▶

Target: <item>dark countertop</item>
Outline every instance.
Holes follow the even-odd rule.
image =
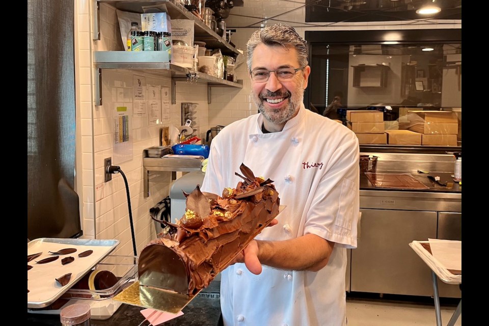
[[[377,171],[377,173],[410,173],[416,180],[418,180],[425,185],[428,186],[429,189],[399,189],[397,188],[381,188],[375,187],[369,181],[367,176],[364,174],[360,174],[360,190],[377,190],[383,191],[396,191],[396,192],[429,192],[429,193],[461,193],[462,186],[459,185],[458,182],[453,181],[453,175],[452,173],[448,172],[429,172],[429,173],[418,173],[417,171]],[[431,181],[428,178],[428,176],[433,177],[439,176],[440,181],[442,183],[446,182],[452,182],[453,183],[453,187],[451,189],[448,189],[446,186],[442,186],[439,184]]]

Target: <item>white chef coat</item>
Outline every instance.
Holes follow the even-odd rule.
[[[320,270],[286,270],[263,265],[255,275],[243,263],[221,273],[225,325],[346,324],[346,249],[357,247],[359,211],[358,140],[350,130],[306,110],[278,132],[263,133],[254,115],[224,128],[213,139],[202,191],[221,195],[242,181],[241,163],[269,178],[287,207],[279,224],[255,238],[280,240],[312,233],[335,242]]]

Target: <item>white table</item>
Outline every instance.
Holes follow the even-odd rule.
[[[428,241],[418,242],[424,243],[428,242]],[[439,268],[444,269],[444,271],[446,272],[448,272],[448,271],[437,264],[436,260],[430,258],[430,257],[432,257],[431,255],[430,252],[428,251],[425,249],[423,249],[423,250],[425,250],[426,252],[423,252],[421,251],[421,250],[420,250],[418,247],[414,246],[413,242],[409,243],[409,246],[411,247],[414,252],[418,254],[418,255],[423,260],[423,261],[424,261],[425,263],[426,263],[426,265],[429,267],[431,270],[431,280],[433,283],[433,294],[434,300],[434,310],[437,316],[437,326],[442,326],[442,314],[440,307],[440,295],[438,293],[438,279],[439,278],[444,283],[449,284],[458,284],[458,286],[460,287],[460,290],[461,290],[461,280],[460,279],[459,281],[458,281],[447,279],[445,275],[440,273]],[[429,254],[427,255],[426,253],[429,253]],[[434,266],[435,266],[439,267],[439,268],[434,268]],[[450,318],[448,323],[447,324],[447,326],[453,326],[453,325],[455,324],[455,322],[457,321],[457,319],[458,319],[458,317],[460,316],[460,314],[461,313],[461,312],[462,300],[460,299],[460,302],[458,303],[458,305],[457,306],[457,308],[455,309],[455,311],[453,312],[453,314],[452,315],[452,317]]]

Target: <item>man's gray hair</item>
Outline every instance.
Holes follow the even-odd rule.
[[[297,34],[293,27],[277,24],[255,32],[246,43],[247,64],[251,70],[253,51],[259,44],[280,45],[284,48],[293,47],[297,51],[297,60],[301,67],[308,65],[308,48],[306,41]]]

◀

# Exercise requirements:
Pull out every line of the records above that contains the string "item", and list those lines in their original order.

# Complete output:
Target: <item>dark countertop</item>
Target: <item>white chef coat</item>
Target: <item>white table</item>
Target: <item>man's gray hair</item>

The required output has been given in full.